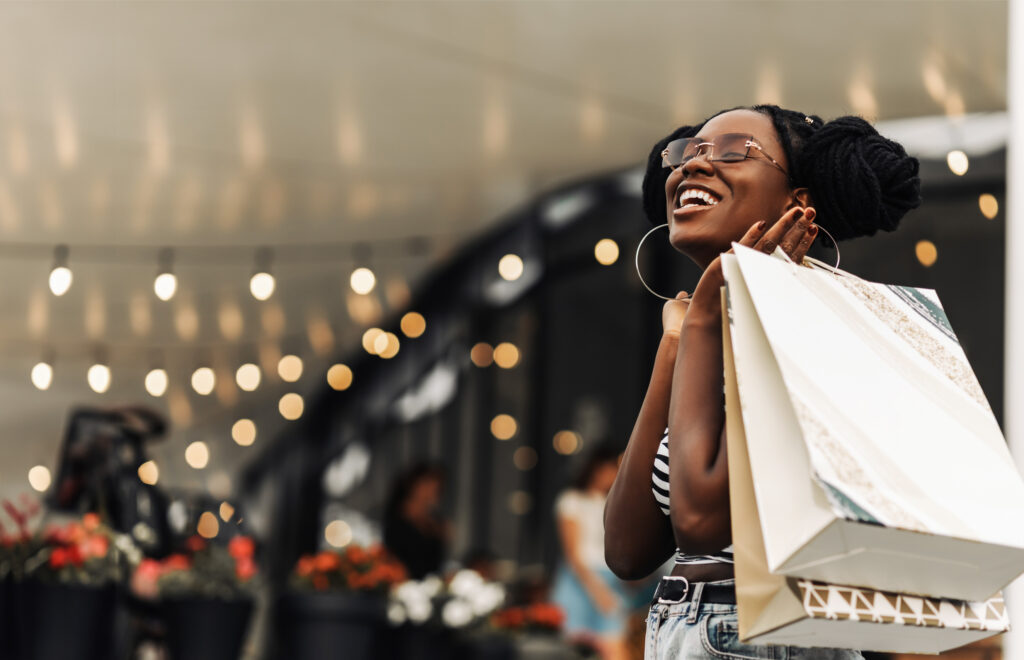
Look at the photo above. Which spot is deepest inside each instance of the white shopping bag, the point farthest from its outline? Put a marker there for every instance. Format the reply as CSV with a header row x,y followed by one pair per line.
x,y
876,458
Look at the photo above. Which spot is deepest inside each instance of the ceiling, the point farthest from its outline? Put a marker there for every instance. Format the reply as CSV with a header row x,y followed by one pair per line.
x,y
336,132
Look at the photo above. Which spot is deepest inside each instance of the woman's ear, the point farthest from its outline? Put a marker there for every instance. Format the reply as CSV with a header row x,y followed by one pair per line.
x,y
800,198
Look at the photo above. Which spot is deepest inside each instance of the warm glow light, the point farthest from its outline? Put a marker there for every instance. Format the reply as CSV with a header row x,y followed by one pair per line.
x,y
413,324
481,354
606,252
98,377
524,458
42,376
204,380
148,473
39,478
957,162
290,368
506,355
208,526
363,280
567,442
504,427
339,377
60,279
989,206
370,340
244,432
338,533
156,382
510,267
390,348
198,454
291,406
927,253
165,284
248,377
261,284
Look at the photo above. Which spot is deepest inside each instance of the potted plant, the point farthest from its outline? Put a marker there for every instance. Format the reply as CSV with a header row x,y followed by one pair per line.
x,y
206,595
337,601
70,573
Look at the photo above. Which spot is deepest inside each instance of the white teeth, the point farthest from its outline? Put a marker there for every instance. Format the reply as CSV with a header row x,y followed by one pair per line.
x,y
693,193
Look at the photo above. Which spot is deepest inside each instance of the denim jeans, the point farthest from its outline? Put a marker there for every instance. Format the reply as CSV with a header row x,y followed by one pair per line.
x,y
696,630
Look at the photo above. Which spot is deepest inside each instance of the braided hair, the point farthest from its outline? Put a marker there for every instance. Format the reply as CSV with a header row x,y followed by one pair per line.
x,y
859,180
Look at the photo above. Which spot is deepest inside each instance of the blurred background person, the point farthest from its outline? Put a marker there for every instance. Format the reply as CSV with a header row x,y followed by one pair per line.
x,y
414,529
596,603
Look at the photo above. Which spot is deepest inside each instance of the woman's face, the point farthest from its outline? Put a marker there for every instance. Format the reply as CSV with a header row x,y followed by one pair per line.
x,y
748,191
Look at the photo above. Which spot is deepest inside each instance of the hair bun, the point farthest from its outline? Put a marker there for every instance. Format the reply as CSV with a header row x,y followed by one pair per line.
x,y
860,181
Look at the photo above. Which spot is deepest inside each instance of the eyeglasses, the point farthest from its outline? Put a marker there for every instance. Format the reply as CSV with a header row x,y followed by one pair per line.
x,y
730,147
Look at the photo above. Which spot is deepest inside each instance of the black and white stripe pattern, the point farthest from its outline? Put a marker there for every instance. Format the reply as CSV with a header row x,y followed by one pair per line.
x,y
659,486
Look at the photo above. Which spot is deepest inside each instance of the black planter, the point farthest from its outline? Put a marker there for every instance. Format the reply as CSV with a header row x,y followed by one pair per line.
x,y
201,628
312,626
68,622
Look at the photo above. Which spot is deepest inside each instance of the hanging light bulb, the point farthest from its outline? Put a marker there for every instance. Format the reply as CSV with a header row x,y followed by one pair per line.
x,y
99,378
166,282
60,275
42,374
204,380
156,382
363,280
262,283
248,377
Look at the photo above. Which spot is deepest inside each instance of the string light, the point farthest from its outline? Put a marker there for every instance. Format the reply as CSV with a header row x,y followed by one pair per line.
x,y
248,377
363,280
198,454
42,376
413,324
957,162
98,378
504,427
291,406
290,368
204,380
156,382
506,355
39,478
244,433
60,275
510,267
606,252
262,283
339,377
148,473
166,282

....................

*What is required*:
Please output all of the entries exactly as they appear, with no pictures.

*Output below*:
Look at the photo above. Which spot is deepest inside each instance of the white shopping bag, the point farthest from its outline? Put a marker there for every instance. Format the reply as CSV with a header row x,y followed by one pair per line.
x,y
876,458
Look at the photo above. Which spot is deepest inside each instance of the ceiling, the point farthest from its outline? Put a marker there for every instance. Format the reply as CSV with a header row x,y followed by one pair per line.
x,y
336,132
Look at the photo above. Which spot is deepest inside each instance of the woman's ear, the point farthest from its outline? Put a marker there for every instance. Format the reply as CSV with a header row x,y followed by one pair per line.
x,y
800,198
Look at the photo above. Which spot is deepest inside each instance of the warm glow light, the point farthest from its outline? Put a marker there for every instance. Format the reply as CSV with a header row x,y followed by one pair per line.
x,y
413,324
481,354
606,252
98,377
524,458
42,376
204,380
148,473
39,478
957,162
290,368
506,355
208,526
363,280
567,442
504,427
339,377
60,279
989,206
370,340
244,432
338,533
156,382
510,267
390,348
198,454
291,406
927,253
165,284
248,377
261,284
Look at the photo above. Which spot is deepest inside each instance of the potted plant, the point farthest from its outline? Put a marker there for every instance. Format the reply as CSV with a header row x,y followed by one pair per line.
x,y
206,595
337,601
70,573
Look at the photo above. Which spot is deepest inside each instance of the white teeth, the point farthest from its outline? Put a marker there for every instance. Format the reply as CSV with a header row x,y followed by one pair per line.
x,y
693,193
Look at the photo above. Which spot is deepest inside each instance of the denim jeans, the point farthest from its outline? Put a marker there for every instance. Format the reply as CSV with a header row x,y followed by one pair per line.
x,y
696,630
Look at the photo above. Which spot is deepest inside each instance of the braided hair, the point farthest from its outline? Put a marker there for every instance. Format the reply as CSV with a header row x,y followed by one pair per line.
x,y
859,180
Look at the photo above. Which spot is deepest inside each instance of the blurred background person, the point farthest from its outline? Put a marker there for every instance. Format the reply as CSV with a header row x,y followed by one pair per line.
x,y
414,529
596,603
Look at the photo above. Which spot is deepest inside each instance of the woman's face, the point farthest from its outline? Put a marker there for every instance. Format the reply as CSV with a header row x,y followed by one pair per line.
x,y
748,191
Look at the photo above. Which spot is deepest inside each instance of the hair bun, the point farthest from its outline? Put a marker there for every instance. Format the reply as CSV with a header row x,y followed by one pair per line.
x,y
860,181
Look at the photo above. Which spot is deepest inside each instance of the eyeglasses, the point farthest from its outline? Put a marker there for every instance. Format the reply as CSV with a header row x,y followed by one pair per line.
x,y
730,147
Look at the photo above. Which spot is deepest inside each instance of the black and white stripe pattern, the point farthest from its outline? Put a marker there for every instance. Format the reply as CSV with a header row x,y followed by one pair per line.
x,y
659,486
Look at the photo above. Which spot is deepest inside each instance of the black planter, the point farthest from its outline? Put a marker there for every instance. Format the reply as CSV with a header row x,y followed by one pair per line.
x,y
201,628
312,626
68,622
Look at the photo above. Which spot is deepest inside each instance of the hanging light bulb, the point farthest from its outline? Put a marker there for every instance. Format the reply as CSV with a header row x,y followed by one pair per line.
x,y
99,378
166,282
60,275
42,374
204,380
156,382
363,280
262,283
248,377
Look at the photo above. Which spot is deepest inside each instance of the string light, the point farthest from its outline? Put a marker there for every instance. Format the reply as CSV with a header row x,y followed by one pair per line.
x,y
248,377
363,280
198,454
42,376
413,324
957,162
98,378
504,427
291,406
290,368
204,380
156,382
506,355
39,478
244,433
60,275
510,267
606,252
262,283
339,377
148,473
166,282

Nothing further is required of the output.